**What is needed:** Reproduce the lines below without any changes, leaving out the pictures.

**The input:**
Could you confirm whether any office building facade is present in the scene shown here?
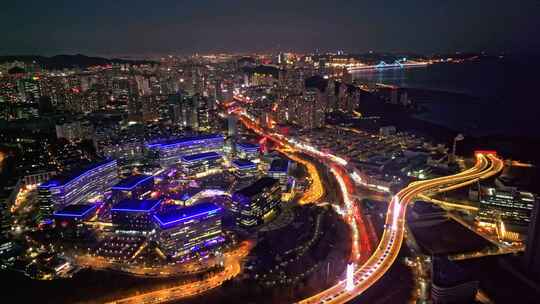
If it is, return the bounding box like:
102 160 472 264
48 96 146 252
231 177 281 228
111 199 162 234
38 160 118 218
111 174 154 202
154 202 224 259
147 134 225 167
180 152 223 176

**Exercise response:**
Could you confirm whether any office building facade is present in the scene shown here?
If it is, return the bounding box like:
102 160 472 264
48 96 146 252
231 177 281 228
111 199 162 234
38 160 118 218
111 174 154 202
154 202 224 259
147 134 225 167
180 152 223 176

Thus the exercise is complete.